WHAT THE TASK ASKS: Which lines of the entries contain the string "hand"? Copy each of them.
────────
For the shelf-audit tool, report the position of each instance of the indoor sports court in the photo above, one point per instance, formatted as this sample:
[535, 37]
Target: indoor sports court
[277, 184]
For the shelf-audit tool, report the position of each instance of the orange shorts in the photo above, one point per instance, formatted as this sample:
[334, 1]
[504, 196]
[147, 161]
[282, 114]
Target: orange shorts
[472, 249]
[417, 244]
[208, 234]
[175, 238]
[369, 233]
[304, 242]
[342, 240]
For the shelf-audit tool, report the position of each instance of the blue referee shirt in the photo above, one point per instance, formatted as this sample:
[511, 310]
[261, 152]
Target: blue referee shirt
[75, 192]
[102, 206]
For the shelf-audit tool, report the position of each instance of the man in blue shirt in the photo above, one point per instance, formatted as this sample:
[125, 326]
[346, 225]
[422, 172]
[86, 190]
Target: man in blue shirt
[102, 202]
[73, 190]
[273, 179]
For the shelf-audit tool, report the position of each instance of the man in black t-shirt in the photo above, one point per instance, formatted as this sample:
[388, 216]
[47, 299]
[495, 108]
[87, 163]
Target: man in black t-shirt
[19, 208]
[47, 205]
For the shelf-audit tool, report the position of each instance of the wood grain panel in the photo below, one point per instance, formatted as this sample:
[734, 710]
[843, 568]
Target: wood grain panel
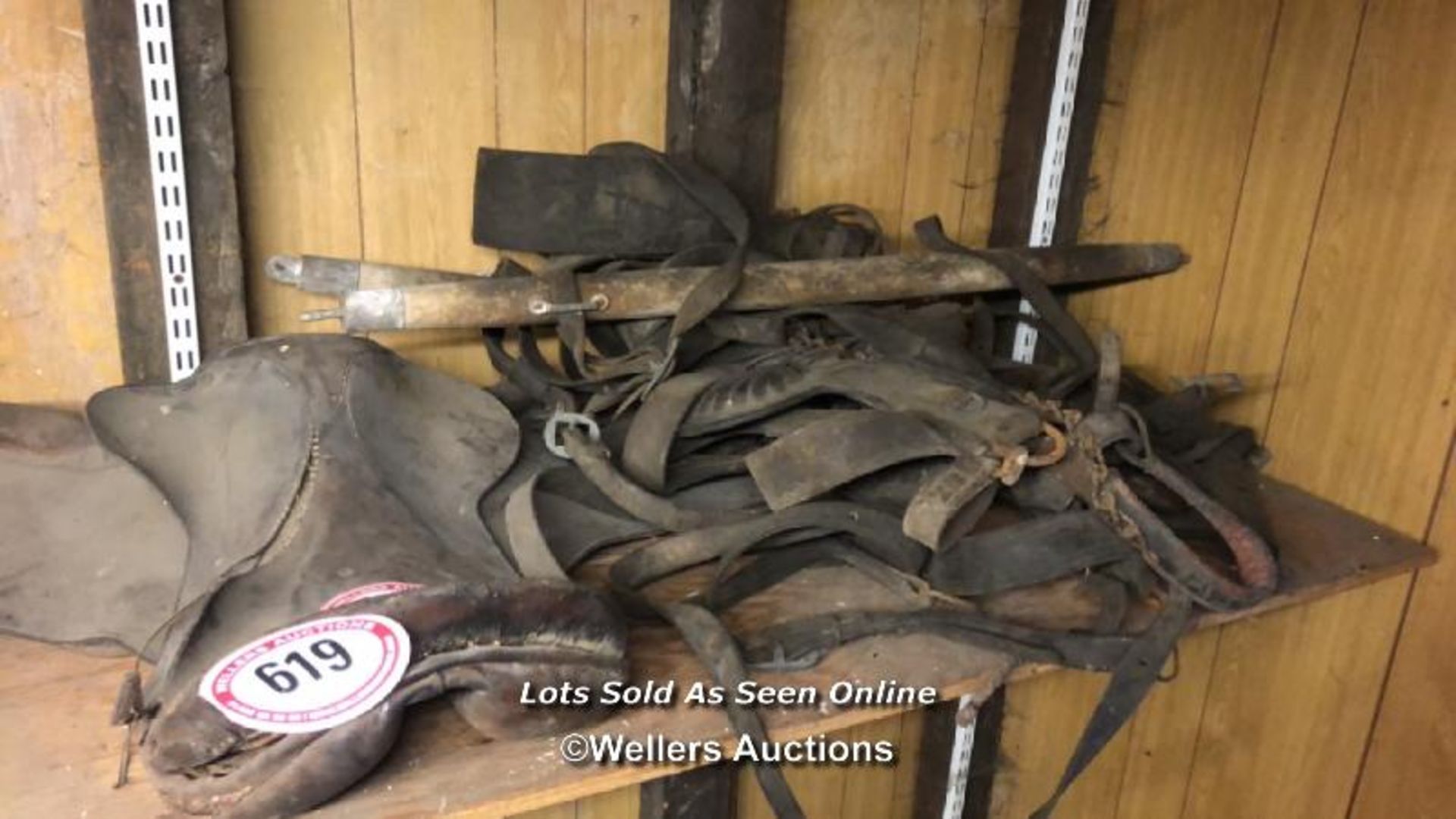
[1292, 139]
[1183, 145]
[541, 69]
[848, 86]
[870, 790]
[626, 72]
[948, 69]
[424, 83]
[1041, 725]
[1362, 416]
[1296, 131]
[1184, 82]
[1161, 736]
[297, 152]
[1413, 751]
[57, 316]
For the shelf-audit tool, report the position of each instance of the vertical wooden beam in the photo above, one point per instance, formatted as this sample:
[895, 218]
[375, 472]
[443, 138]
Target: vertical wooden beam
[724, 82]
[1024, 139]
[207, 136]
[204, 95]
[121, 140]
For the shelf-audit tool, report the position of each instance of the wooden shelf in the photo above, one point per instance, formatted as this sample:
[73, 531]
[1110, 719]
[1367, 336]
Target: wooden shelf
[58, 757]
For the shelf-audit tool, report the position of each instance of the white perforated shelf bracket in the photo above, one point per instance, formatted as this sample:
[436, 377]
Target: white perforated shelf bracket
[168, 186]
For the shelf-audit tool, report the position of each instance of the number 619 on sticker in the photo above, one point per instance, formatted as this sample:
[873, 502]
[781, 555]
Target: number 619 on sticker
[309, 676]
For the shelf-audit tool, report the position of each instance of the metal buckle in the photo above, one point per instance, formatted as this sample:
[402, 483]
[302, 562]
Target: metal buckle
[574, 420]
[544, 308]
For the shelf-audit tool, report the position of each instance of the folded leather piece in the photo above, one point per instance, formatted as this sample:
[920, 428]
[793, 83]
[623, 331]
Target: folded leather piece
[554, 203]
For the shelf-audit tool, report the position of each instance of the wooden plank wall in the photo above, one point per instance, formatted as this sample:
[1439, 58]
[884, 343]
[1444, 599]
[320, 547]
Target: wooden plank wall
[1299, 149]
[1302, 152]
[57, 315]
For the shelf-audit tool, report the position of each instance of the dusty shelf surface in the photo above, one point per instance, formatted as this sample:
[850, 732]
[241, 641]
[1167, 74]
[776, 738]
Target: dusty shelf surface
[58, 755]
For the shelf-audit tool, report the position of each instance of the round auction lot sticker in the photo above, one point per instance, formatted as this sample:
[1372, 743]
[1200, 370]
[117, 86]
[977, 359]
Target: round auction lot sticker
[309, 676]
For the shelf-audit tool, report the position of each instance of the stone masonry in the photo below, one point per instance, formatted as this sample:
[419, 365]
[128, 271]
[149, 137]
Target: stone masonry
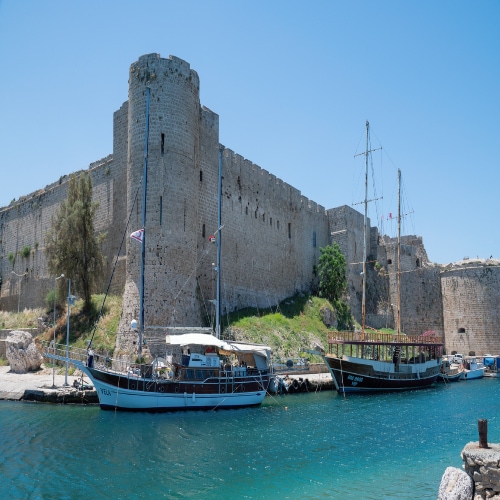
[271, 236]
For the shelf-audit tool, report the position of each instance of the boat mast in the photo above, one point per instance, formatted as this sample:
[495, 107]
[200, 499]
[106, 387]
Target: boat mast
[143, 245]
[399, 252]
[219, 235]
[365, 223]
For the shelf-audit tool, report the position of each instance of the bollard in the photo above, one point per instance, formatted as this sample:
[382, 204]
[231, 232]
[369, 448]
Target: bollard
[482, 426]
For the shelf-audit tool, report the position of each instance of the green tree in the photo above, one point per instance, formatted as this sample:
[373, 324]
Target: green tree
[333, 283]
[72, 245]
[332, 273]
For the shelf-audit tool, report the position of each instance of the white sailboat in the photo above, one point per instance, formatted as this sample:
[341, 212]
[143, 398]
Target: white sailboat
[199, 372]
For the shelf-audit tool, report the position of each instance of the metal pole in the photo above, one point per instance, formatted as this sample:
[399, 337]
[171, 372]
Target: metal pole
[19, 293]
[54, 361]
[219, 242]
[482, 425]
[67, 331]
[365, 223]
[143, 246]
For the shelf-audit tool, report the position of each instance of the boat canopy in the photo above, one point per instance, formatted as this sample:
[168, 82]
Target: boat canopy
[225, 347]
[194, 339]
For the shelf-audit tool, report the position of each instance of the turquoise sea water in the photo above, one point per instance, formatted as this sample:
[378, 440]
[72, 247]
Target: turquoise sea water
[313, 446]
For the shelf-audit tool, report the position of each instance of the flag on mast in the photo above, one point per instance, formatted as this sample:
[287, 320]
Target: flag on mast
[138, 235]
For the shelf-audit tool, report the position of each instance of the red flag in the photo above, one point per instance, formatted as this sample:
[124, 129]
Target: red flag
[137, 235]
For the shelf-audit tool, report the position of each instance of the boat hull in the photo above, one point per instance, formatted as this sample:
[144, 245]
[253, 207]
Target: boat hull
[119, 392]
[350, 376]
[442, 377]
[474, 374]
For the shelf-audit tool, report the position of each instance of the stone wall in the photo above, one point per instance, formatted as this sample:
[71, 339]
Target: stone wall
[471, 306]
[270, 240]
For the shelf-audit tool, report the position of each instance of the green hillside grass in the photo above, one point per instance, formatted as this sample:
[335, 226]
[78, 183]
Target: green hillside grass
[291, 329]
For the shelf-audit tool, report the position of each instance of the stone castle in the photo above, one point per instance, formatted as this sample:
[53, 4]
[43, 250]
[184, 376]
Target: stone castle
[271, 237]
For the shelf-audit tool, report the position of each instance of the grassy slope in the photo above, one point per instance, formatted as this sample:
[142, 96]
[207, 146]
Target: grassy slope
[293, 328]
[290, 329]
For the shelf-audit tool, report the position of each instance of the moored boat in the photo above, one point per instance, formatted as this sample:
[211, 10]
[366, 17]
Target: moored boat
[492, 365]
[372, 361]
[199, 372]
[382, 362]
[473, 368]
[450, 371]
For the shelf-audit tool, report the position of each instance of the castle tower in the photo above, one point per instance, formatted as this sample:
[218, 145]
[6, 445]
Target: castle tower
[172, 216]
[471, 306]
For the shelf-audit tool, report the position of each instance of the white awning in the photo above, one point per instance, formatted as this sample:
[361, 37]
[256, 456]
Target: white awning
[228, 346]
[194, 339]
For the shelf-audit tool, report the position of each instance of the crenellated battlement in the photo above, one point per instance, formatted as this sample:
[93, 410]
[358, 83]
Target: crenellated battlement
[271, 235]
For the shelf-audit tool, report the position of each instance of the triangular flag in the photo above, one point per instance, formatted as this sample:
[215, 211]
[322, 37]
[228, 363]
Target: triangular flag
[137, 235]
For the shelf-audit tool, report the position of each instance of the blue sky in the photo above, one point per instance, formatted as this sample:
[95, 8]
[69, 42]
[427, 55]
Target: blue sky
[293, 83]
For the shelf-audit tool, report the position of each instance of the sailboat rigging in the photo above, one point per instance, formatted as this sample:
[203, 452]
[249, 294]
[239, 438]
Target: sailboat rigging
[374, 361]
[200, 371]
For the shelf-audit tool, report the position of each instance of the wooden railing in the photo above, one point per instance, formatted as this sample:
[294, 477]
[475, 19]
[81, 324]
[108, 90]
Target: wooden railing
[386, 338]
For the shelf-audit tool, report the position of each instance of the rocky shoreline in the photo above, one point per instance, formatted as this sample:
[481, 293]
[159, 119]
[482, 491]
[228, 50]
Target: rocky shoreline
[42, 386]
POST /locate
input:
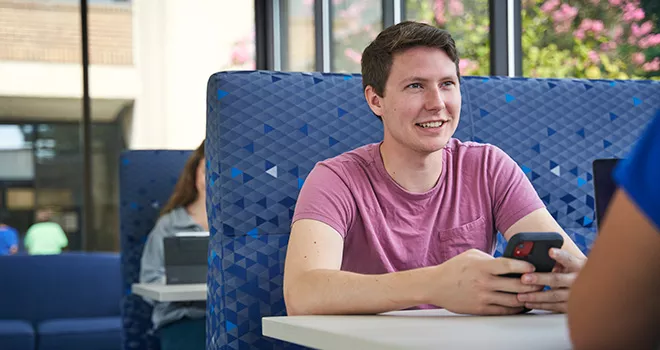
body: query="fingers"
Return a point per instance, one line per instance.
(554, 307)
(552, 279)
(497, 310)
(552, 296)
(503, 299)
(570, 262)
(502, 266)
(513, 285)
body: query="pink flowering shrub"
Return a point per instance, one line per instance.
(612, 39)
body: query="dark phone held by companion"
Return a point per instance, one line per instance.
(533, 247)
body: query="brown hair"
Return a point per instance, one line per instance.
(377, 57)
(185, 190)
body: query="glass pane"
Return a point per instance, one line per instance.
(20, 198)
(467, 21)
(591, 39)
(151, 62)
(355, 24)
(300, 44)
(40, 106)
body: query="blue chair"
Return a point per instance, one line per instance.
(266, 131)
(64, 301)
(146, 181)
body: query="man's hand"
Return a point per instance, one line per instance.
(559, 280)
(472, 285)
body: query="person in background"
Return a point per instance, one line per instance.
(8, 236)
(615, 302)
(45, 237)
(180, 325)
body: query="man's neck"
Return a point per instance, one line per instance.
(414, 171)
(197, 211)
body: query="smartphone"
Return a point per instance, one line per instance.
(533, 247)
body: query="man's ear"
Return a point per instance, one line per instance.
(374, 101)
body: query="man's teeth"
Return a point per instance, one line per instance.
(431, 125)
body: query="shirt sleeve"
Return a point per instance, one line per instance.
(152, 263)
(639, 173)
(62, 237)
(27, 241)
(512, 194)
(12, 238)
(325, 197)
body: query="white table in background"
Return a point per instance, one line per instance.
(171, 292)
(422, 329)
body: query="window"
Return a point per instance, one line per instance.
(300, 38)
(355, 24)
(590, 39)
(467, 21)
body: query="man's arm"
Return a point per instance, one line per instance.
(540, 220)
(313, 283)
(615, 302)
(467, 283)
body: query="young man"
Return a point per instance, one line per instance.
(8, 236)
(616, 303)
(411, 221)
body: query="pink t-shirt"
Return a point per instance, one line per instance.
(386, 229)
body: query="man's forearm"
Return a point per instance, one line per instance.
(340, 292)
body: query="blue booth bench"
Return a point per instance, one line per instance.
(146, 181)
(266, 130)
(67, 301)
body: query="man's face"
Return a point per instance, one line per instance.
(422, 102)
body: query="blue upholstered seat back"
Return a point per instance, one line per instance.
(146, 181)
(266, 130)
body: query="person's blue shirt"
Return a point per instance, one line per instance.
(8, 238)
(639, 173)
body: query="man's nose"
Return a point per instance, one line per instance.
(434, 100)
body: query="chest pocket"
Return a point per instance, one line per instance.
(454, 241)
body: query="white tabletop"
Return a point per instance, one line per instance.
(171, 292)
(422, 329)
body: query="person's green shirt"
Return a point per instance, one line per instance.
(45, 238)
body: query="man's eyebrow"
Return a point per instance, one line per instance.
(423, 80)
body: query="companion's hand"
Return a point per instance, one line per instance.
(559, 280)
(469, 283)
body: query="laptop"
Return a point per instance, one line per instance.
(604, 186)
(186, 258)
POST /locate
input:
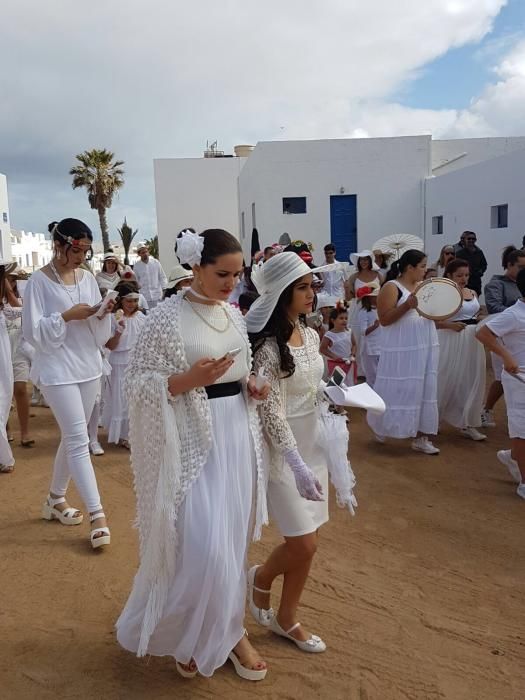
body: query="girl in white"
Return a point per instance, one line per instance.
(407, 370)
(370, 332)
(462, 364)
(504, 335)
(60, 302)
(126, 324)
(196, 452)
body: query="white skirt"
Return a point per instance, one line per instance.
(115, 409)
(204, 615)
(293, 514)
(461, 377)
(6, 393)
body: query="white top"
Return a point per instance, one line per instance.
(341, 343)
(151, 278)
(65, 353)
(128, 337)
(371, 341)
(200, 340)
(509, 326)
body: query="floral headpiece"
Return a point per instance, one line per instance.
(189, 248)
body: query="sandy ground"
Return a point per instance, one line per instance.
(418, 597)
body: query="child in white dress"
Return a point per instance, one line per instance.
(126, 324)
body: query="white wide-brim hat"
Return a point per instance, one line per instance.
(271, 279)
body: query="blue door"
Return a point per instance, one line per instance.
(343, 224)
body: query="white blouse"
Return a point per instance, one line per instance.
(65, 353)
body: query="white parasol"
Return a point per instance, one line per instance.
(398, 243)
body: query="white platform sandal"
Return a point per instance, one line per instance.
(68, 516)
(314, 645)
(260, 615)
(103, 540)
(249, 674)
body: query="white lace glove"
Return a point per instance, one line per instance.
(308, 486)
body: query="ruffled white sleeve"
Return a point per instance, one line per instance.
(272, 410)
(44, 332)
────────
WORKED SOLUTION:
body: query="man's hand"
body: query="companion's hand"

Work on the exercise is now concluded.